Bob Dylan has been a world-renowned star for some 60 years. Chappell Roan has been one for about six months.
New to the game or an old vet, every celebrity struggles in a way you and I can’t imagine. “Fame,” wrote clinical psychologist and journalist Donna Rockwell, “is a dangerous drug.”
Way back in the 1980s when Madonna burst onto the global scene, she was quoted as saying she dreamed of becoming a star as a small child, and had dedicated her life to that end ever since. She didn’t mention dreaming of being a singer or a dancer or an actor or a songwriter or any of the things she eventually became famous for. No. She dreamed only of being famous. That other stuff was detail.
We hear similar things all too often when some loon opens fire in an elementary school or takes a shot at a political candidate or explodes a bomb outside a public building. Investigators, sifting through the suspects’ diaries and social media posts, find that he’d done his awful deed because he wanted the world to know who he was.
The world. Eight billion-plus people.
I might add to Rockwell’s characterization of renown that it is also powerful. Perhaps it’s as potent as heroin or fentanyl. Maybe even more so.
So alluring is fame that people happily devote their lives to getting and keeping it. I doubt anybody out there taking her or his first hit of fetty thinks, “Golly gee, I hope I get addicted to this shit real soon!”
Addiction is the unintended consequence of using for a lot of mind- and mood-altering substances. When it comes to that other dope, fame, addiction all too often is the goal.
======
Please restate the essay on fame between "New to the game" and "stuff was detail.", inclusive, swapping "famous" for "renowned".

▶ Data listing
======
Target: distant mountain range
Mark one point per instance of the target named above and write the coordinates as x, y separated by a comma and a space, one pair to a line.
======
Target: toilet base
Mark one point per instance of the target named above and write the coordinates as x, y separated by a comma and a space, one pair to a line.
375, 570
======
▶ Your response
New to the game or an old vet, every celebrity struggles in a way you and I can’t imagine. “Fame,” wrote clinical psychologist and journalist Donna Rockwell, “is a dangerous drug.”
Way back in the 1980s when Madonna burst onto the global scene, she was quoted as saying she dreamed of becoming a star as a small child, and had dedicated her life to that end ever since. She didn’t mention dreaming of being a singer or a dancer or an actor or a songwriter or any of the things she eventually became renowned for. No. She dreamed only of being renowned. That other stuff was detail.